(Records contained in a dataset)
━━━

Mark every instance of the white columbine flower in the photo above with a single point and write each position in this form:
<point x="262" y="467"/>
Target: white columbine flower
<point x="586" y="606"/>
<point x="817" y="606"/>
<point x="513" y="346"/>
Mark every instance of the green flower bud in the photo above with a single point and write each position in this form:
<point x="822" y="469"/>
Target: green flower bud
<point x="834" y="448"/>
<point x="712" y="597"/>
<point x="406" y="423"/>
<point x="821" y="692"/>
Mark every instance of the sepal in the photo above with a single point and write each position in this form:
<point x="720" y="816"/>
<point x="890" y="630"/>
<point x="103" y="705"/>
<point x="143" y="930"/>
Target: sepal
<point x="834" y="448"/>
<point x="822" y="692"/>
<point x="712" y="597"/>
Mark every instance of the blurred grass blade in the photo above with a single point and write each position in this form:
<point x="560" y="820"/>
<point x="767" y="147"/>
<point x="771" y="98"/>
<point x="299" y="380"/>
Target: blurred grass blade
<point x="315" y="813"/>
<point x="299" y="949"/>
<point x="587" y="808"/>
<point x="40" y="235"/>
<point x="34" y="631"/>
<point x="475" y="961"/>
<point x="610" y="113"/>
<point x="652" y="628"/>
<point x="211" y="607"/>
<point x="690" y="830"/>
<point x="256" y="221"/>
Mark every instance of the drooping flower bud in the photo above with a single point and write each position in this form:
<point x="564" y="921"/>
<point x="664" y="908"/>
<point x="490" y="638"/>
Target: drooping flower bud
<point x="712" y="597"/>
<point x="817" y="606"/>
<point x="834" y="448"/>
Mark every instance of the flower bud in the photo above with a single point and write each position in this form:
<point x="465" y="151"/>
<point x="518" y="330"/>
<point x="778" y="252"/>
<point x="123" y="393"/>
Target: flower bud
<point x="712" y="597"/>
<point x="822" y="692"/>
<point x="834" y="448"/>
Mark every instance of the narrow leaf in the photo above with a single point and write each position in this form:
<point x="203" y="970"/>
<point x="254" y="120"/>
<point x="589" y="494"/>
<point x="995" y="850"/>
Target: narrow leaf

━━━

TASK
Every line of the data above should be reproduced word for word.

YOUR RESPONSE
Mark every instance of the white columbine flower in the photo above with a single point and write each position in this form:
<point x="262" y="467"/>
Target: white columbine flower
<point x="586" y="606"/>
<point x="817" y="606"/>
<point x="513" y="346"/>
Mark every instance of the green flower bud in the photo above with a single point and write each position in this form:
<point x="822" y="469"/>
Target: green flower bud
<point x="834" y="448"/>
<point x="712" y="597"/>
<point x="406" y="423"/>
<point x="821" y="692"/>
Mark every instance of the sepal in the photo above with a single point and write each position in this form:
<point x="720" y="816"/>
<point x="890" y="630"/>
<point x="103" y="705"/>
<point x="143" y="930"/>
Target: sepal
<point x="834" y="448"/>
<point x="822" y="692"/>
<point x="712" y="597"/>
Mark every instance of the blurred grass blade in the photo above with a single point and write each position in this form:
<point x="560" y="820"/>
<point x="767" y="147"/>
<point x="771" y="98"/>
<point x="299" y="380"/>
Target: blurred grass blade
<point x="315" y="813"/>
<point x="299" y="949"/>
<point x="587" y="808"/>
<point x="40" y="235"/>
<point x="34" y="631"/>
<point x="475" y="961"/>
<point x="610" y="113"/>
<point x="652" y="628"/>
<point x="211" y="607"/>
<point x="690" y="830"/>
<point x="256" y="221"/>
Mark every instance of the drooping flower bud in the photo above with a single point and write each position in this form:
<point x="564" y="921"/>
<point x="664" y="908"/>
<point x="490" y="638"/>
Target: drooping flower bud
<point x="712" y="597"/>
<point x="817" y="606"/>
<point x="834" y="448"/>
Mark every instance of the flower bud in the photo above with a single point and write each position in this form:
<point x="465" y="151"/>
<point x="518" y="330"/>
<point x="778" y="252"/>
<point x="123" y="393"/>
Target: flower bud
<point x="712" y="597"/>
<point x="822" y="692"/>
<point x="834" y="448"/>
Mark every instance of the narrow leaf in the photo above with a single point and write each position in this form:
<point x="203" y="970"/>
<point x="254" y="120"/>
<point x="589" y="494"/>
<point x="995" y="850"/>
Target: narrow leaf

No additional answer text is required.